- [Extrahierter Text]:
---*---

# Agilität 	 : Meta v4.2



## vinnie (1. Oktober 2018)

Wie machen sich die verhältnismäßig langen Kettenstreben mit 337mm am 
Commencal Meta v4.2 bemerkbar hinsichtlich der Agilität ?
Hat jemand einen Vergleich zum Capra oder Specialized Enduro ?


----------



## mtbler94_01 (5. Oktober 2018)

Hallo,
ich bin ein Meta AM v4 und ein Specialized Enduro gefahren.
Übermäßig lange würde ich die Kettenstreben jetzt nicht bezeichnen. ~435mm ist doch der Durchschnitt?
Einen großen Unterschied habe ich nicht gespürt aber vielleicht fehlt mir nur das nötige Feingefühl.
Das Fahrwerk vom Meta AM hat gefühlt besser gearbeitet, obwohl es weniger Federweg hat.

---*---

- [Aufgabe]:
Schreib den Forenthread zur Agilität des Commencal Meta v4.2 weiter, beginnend nach dem letzten Satz.

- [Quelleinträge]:
---*---

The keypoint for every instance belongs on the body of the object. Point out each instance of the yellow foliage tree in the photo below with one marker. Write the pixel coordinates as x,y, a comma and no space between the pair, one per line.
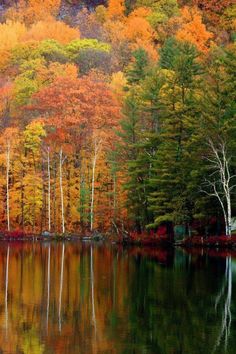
52,29
116,9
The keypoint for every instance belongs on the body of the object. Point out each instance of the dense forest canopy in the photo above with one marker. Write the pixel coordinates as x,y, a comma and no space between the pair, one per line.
117,115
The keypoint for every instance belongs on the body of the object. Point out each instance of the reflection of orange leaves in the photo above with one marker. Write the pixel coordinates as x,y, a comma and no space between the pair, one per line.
193,30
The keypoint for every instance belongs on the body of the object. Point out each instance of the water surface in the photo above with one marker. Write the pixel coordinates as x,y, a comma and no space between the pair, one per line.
89,298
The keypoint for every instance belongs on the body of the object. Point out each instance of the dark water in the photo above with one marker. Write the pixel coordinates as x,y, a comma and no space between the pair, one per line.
83,298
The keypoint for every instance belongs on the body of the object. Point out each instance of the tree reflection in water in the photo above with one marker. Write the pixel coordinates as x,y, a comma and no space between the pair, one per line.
90,298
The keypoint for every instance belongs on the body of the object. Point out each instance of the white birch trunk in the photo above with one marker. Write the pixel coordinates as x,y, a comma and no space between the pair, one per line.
7,183
222,187
61,192
61,285
96,150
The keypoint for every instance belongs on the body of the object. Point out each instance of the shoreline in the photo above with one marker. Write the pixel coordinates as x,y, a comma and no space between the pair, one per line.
212,242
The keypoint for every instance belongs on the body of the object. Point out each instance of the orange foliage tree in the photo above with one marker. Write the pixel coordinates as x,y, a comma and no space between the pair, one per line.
193,30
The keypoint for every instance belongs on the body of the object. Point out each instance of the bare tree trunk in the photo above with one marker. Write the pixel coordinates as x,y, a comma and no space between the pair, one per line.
96,151
61,192
7,180
61,284
221,185
49,191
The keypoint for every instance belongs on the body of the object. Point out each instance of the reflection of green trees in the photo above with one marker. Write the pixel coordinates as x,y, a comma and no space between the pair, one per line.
31,343
114,301
172,310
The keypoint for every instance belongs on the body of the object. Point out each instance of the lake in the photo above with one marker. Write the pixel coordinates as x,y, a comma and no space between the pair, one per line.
88,298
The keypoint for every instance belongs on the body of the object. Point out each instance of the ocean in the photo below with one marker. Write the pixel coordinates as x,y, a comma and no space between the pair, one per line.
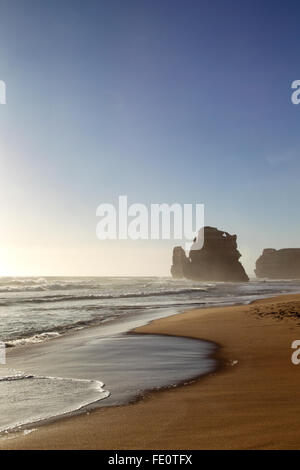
68,347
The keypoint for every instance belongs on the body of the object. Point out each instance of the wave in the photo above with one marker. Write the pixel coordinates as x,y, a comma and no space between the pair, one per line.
47,397
71,298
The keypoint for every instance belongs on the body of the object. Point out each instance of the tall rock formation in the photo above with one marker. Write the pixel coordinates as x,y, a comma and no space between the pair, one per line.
217,260
279,264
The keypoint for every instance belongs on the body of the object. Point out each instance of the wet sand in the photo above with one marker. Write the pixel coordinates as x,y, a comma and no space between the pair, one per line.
251,402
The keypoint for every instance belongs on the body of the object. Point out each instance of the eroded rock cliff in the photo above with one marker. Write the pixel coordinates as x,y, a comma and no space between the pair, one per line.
217,260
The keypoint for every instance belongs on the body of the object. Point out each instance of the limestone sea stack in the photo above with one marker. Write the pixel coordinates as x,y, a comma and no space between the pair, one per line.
279,264
217,260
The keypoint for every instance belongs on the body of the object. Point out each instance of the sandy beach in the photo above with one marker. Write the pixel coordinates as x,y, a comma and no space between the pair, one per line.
251,402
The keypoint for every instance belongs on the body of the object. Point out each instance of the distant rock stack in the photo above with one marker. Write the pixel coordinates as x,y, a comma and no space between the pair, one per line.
217,260
279,264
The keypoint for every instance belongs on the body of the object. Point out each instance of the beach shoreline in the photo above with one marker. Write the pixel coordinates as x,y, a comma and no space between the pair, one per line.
232,407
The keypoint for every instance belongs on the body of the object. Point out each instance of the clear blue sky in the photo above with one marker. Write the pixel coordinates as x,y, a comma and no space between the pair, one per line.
164,101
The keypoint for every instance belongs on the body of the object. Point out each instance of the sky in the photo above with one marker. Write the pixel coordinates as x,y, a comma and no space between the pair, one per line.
162,101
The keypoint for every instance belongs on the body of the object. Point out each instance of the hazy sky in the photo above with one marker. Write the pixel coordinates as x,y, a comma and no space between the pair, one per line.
165,101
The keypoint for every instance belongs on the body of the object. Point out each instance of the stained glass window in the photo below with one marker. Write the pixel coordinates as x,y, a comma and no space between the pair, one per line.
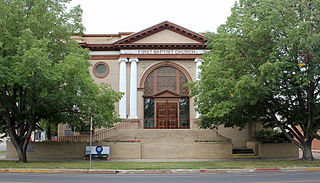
167,78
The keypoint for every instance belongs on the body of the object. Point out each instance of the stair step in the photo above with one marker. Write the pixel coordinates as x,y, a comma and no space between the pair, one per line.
242,151
245,156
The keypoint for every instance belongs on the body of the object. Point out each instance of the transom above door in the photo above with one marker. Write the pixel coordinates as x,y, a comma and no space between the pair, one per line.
166,100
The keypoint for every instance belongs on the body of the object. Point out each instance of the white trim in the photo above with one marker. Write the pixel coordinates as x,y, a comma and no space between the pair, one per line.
133,89
104,53
123,88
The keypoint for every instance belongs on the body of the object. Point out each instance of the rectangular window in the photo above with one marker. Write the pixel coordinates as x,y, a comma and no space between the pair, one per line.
149,113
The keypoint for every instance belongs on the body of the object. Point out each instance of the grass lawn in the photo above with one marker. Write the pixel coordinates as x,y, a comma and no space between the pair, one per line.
161,165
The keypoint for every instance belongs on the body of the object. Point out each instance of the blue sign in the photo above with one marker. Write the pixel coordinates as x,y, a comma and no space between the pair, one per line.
99,149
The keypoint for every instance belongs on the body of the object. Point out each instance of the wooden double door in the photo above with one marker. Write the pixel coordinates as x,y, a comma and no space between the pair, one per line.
167,114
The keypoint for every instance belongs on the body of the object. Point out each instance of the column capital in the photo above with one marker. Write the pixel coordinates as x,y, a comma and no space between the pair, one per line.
123,60
198,60
133,60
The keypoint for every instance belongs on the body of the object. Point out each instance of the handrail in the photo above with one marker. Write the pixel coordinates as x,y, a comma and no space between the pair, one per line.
102,134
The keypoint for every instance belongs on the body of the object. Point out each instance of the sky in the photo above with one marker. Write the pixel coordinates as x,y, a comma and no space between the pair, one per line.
113,16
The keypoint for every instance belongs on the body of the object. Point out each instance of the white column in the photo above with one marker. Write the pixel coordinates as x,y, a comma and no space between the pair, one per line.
133,89
123,87
198,62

---*---

- [Antwort]:
Die Geometrien unterscheiden sich eh nur wenig.


----------



## MTB-News.de




----------



## vinnie (6. Oktober 2018)

mtbler94_01 schrieb:


> Hallo,
> ich bin ein Meta AM v4 und ein Specialized Enduro gefahren.
> Übermäßig lange würde ich die Kettenstreben jetzt nicht bezeichnen. ~435mm ist doch der Durchschnitt?
> Einen großen Unterschied habe ich nicht gespürt aber vielleicht fehlt mir nur das nötige Feingefühl.
> ...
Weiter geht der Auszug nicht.